A prisão é uma das formas de impedir que o indivíduo exerça direito de locomoção, seja durante um procedimento penal ou decorrente de sentença transitada em julgado e no presente trataremos exclusivamente da prisão processual que resulta de flagrante delito ou determinação judicial.
Sua natureza cautelar exige a configuração do periculum in mora e do fumus boni iuris com intuito de assegurar e proteger os bens jurídicos envolvidos na relação processual se houver perigo à aplicação da lei penal, à ordem pública ou necessidade para instrução criminal, nos termos do art. 312 do CPP.
Observe-se que, nestas hipóteses, a justa causa para imposição da prisão apenas está demonstrada em situação de extrema necessidade, dada a gravidade da medida, caso contrário estará impedindo o exercício do direito de ir e vir do indivíduo ilegalmente.
O Código de Processo Penal exige como condição para o recolhimento à prisão a autuação do agente em flagrante delito, hipótese em que é demonstrada a justa causa para que seja imposta a prisão; caso contrário estará impedindo o exercício do direito de locomoção do indivíduo, o que será considerado ilegal.
A privação de liberdade por tempo superior ao permitido, quando inexiste causa que a determinou, quando ordenado por autoridade incompetente ou quando não admitidos fianças nos casos que a lei autoriza, a prisão torna-se ilegal, justificando a impetração de habeas corpus constitucional para garantir sua liberdade.

========

**Tarefas propostas:**
a) Segundo o texto sobre prisão processual, em qual artigo do CPP estão os termos que fundamentam a natureza cautelar da prisão?
b) Prossiga o texto sobre prisão processual a partir da última frase apresentada.

Linhas do conjunto de dados sobre onde os objetos aparecem:
========

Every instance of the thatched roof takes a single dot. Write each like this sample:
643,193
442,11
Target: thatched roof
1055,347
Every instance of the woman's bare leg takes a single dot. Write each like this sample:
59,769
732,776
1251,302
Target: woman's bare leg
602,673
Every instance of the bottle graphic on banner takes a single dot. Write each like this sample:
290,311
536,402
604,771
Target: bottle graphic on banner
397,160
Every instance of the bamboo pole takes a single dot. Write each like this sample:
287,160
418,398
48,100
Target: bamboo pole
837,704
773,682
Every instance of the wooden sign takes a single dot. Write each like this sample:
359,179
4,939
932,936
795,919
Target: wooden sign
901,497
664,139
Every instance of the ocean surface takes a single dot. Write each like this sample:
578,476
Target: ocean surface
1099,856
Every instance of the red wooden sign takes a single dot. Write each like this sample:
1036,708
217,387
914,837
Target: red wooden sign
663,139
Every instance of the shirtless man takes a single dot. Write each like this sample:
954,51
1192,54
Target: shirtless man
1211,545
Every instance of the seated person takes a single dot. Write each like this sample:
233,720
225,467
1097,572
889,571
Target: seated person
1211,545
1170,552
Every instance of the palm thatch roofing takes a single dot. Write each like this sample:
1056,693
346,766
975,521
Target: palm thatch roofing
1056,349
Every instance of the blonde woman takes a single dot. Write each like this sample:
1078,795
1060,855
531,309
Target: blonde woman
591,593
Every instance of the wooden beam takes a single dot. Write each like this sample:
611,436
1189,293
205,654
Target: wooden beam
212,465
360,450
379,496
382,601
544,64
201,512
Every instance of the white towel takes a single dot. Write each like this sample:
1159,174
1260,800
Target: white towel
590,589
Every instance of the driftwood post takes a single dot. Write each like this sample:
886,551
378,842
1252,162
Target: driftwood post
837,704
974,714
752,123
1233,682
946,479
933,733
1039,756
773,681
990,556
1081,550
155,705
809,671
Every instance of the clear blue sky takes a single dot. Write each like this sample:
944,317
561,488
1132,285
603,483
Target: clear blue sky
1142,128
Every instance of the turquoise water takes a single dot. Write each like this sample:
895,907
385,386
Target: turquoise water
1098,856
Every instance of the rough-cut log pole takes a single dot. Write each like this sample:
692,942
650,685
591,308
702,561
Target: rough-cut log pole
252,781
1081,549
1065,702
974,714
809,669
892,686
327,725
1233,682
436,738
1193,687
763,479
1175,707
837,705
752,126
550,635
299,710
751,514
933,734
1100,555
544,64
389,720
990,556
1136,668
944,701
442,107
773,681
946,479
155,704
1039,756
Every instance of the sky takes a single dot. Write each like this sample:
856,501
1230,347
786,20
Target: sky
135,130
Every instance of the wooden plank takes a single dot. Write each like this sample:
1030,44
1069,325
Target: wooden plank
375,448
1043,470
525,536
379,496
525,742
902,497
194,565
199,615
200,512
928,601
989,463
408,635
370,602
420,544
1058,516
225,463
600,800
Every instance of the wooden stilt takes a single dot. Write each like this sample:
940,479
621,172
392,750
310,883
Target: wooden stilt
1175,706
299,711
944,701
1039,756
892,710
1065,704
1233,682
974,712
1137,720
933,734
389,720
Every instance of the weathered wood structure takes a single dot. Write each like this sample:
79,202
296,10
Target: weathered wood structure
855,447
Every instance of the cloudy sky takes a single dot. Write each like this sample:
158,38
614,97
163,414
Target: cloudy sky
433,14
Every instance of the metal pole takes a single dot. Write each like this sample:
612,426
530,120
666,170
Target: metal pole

========

**Respostas por tarefa:**
a) No art. 312 do CPP.

b)
O inquérito policial também depende de justa causa para sua existência. Por ser um procedimento administrativo de natureza inquisitória, possui escopo de investigar a existência do fato criminoso e sua autoria, colhendo as provas tendo em vista as circunstâncias fáticas. Não se trata de pré-requisito para assegurar a ação penal, tanto que alguns procedimentos independem da existência do inquérito policial, bem como pode ser substituído por outros meios de informação, desde que suficientes para sustentar a acusação.
É instaurado ex officio, por portaria da autoridade policial, pela lavratura do auto de prisão em flagrante, mediante representação da vítima ou requisição do juiz ou Ministério Público e, sendo um procedimento administrativo extrajudicial, não se aplicam os princípios constitucionais do processo, como o contraditório e a ampla defesa, por exemplo.
Nos crimes de ação penal pública incondicionada ou havendo requisição do juiz ou Ministério Público, a autoridade policial deve iniciar as investigações qualquer que tenha sido o meio pelo qual a notitia criminis tenha chegado a seu conhecimento. Em se tratando de ação penal pública condicionada ou privada, somente se instaurará o inquérito policial com a representação ou a requerimento da vítima, ou seu representante legal.
As investigações durante a fase inquisitória objetiva dar elementos concretos acerca da autoria e materialidade para que o Querelante, ou Ministério Público, possam intentar ação penal com justa causa, sob pena de praticar coação ilegal ao acusado.
Findo o procedimento, a autoridade policial elaborará um relatório final sendo os autos remetidos ao conhecimento do Querelante ou Ministério Público para oferecimento da denúncia ou queixa.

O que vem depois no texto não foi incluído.